* [Text shown]:
┌────────

Game Worlds, ACMI, Melbourne, installation view. Photo: author
Game Worlds: Playable Exhibition
Giles Fielke
When AI takes over all standardised work, the only value humans have left is to handle the poorly defined work.
– Jensen Huang, CEO Nvidia
Have you ever considered playing the first-person shooter game Doom (id Software/Bethesda Softworks) on a plastic trinket the size of a charm on your bracelet? Neither have I. That it figures as the apotheosis of ACMI’s Game Worlds: Playable Exhibition, the reduction of an already reductive cultural phenomenon (we are all “Doomguy” in “hellworld”), is remarkable given how obscurantist this homage to the classic PC-game really is. Created by a Wētā Workshop graphics engineer and Youtuber (@ancientjames) in 2023—thirty years after the game first appeared on boxy CRT monitors—the 3D-printed LEGO brick is essentially the size of a piece of popcorn. Why this is remarkable is perhaps best understood as a feat of integrated circuit miniaturisation. According to Moore’s Law, the number of transistors on microchips doubles every two years. This observation by the co-founder of Intel has held for more than half a century. Micro-computing has irrevocably changed the world. This is our tragedy.

└────────

* [Provided material]:
┌────────

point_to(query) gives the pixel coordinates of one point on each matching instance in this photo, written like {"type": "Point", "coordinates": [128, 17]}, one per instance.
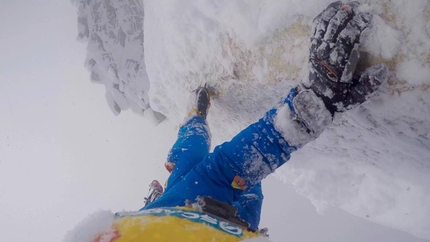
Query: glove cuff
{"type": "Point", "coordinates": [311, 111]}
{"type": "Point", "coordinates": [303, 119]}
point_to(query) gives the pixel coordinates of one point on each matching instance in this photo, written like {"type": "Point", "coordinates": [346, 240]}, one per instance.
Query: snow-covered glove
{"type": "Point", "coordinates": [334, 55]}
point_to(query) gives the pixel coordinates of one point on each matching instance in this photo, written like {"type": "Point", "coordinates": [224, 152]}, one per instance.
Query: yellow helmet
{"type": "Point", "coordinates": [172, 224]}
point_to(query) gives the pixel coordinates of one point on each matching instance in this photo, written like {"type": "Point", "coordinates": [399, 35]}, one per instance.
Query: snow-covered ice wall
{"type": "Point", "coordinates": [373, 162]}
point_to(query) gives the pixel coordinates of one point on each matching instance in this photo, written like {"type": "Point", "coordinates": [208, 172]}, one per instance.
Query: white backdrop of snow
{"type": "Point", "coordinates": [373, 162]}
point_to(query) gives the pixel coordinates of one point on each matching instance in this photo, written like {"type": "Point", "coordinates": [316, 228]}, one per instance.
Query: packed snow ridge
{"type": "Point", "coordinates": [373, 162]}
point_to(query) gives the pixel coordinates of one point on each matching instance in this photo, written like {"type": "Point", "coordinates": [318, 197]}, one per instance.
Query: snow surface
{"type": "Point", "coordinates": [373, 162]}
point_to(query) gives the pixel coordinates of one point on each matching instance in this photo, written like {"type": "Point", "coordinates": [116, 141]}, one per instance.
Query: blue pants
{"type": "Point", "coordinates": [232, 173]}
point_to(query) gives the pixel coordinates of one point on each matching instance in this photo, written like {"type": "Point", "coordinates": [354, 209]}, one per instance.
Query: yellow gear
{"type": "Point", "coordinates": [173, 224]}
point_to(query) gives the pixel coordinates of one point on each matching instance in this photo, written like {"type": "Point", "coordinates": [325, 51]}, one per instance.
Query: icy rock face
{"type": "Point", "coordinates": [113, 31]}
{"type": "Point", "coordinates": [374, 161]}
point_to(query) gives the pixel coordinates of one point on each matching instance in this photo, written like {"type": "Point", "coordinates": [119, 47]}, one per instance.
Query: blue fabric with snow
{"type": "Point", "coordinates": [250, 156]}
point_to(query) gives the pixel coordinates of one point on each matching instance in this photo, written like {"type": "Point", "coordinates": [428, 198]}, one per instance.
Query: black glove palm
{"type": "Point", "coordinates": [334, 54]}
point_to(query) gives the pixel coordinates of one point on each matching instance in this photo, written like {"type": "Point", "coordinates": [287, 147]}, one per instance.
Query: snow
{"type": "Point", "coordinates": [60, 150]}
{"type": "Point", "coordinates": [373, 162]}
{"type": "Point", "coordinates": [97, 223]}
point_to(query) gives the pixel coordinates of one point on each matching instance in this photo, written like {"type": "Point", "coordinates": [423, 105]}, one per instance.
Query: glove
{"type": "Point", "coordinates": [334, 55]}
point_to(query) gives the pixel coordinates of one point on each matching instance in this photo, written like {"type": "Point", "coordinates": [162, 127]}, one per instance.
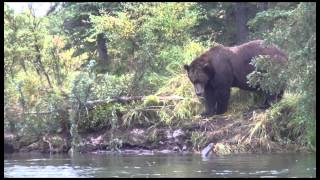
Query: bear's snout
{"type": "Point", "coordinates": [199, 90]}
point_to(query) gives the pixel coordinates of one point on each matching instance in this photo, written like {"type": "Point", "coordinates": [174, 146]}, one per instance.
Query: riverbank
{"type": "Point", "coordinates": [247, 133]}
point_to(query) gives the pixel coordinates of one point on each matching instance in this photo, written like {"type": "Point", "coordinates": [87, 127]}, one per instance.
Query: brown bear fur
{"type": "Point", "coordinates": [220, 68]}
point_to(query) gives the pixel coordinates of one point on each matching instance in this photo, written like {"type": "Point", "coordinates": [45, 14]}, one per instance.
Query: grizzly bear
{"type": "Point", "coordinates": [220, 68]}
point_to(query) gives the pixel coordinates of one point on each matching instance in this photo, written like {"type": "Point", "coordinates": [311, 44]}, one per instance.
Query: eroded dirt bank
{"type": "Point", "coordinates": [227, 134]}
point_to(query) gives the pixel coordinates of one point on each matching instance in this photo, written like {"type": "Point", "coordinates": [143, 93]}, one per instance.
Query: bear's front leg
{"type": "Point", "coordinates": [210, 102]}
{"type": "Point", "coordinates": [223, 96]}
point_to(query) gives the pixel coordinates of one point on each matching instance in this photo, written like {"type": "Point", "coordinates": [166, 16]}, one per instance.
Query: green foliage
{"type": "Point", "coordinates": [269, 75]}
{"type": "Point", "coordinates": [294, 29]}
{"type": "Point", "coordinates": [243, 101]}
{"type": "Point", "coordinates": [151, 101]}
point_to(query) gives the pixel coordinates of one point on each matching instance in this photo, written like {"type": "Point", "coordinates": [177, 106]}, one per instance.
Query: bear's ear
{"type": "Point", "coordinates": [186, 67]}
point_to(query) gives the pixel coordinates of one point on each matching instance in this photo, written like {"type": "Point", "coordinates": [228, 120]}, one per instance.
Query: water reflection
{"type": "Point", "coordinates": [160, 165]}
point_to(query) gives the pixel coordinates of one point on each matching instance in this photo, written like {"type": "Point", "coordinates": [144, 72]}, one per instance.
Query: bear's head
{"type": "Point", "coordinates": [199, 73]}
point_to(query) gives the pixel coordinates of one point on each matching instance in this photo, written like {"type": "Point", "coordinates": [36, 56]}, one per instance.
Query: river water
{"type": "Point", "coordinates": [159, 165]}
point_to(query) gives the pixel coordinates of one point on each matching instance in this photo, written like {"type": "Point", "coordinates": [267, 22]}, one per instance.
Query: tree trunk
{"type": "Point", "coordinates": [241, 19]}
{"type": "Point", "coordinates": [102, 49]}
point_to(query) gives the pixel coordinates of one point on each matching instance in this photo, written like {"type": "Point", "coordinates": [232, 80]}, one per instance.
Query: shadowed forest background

└────────

* [Aim]: Write out everything from "Game Worlds, ACMI, Melbourne, installation" down to "poorly defined work." in the Game Worlds review above.

* [Written response]:
Game Worlds, ACMI, Melbourne, installation view. Photo: author
Game Worlds: Playable Exhibition
Giles Fielke
When AI takes over all standardised work, the only value humans have left is to handle the poorly defined work.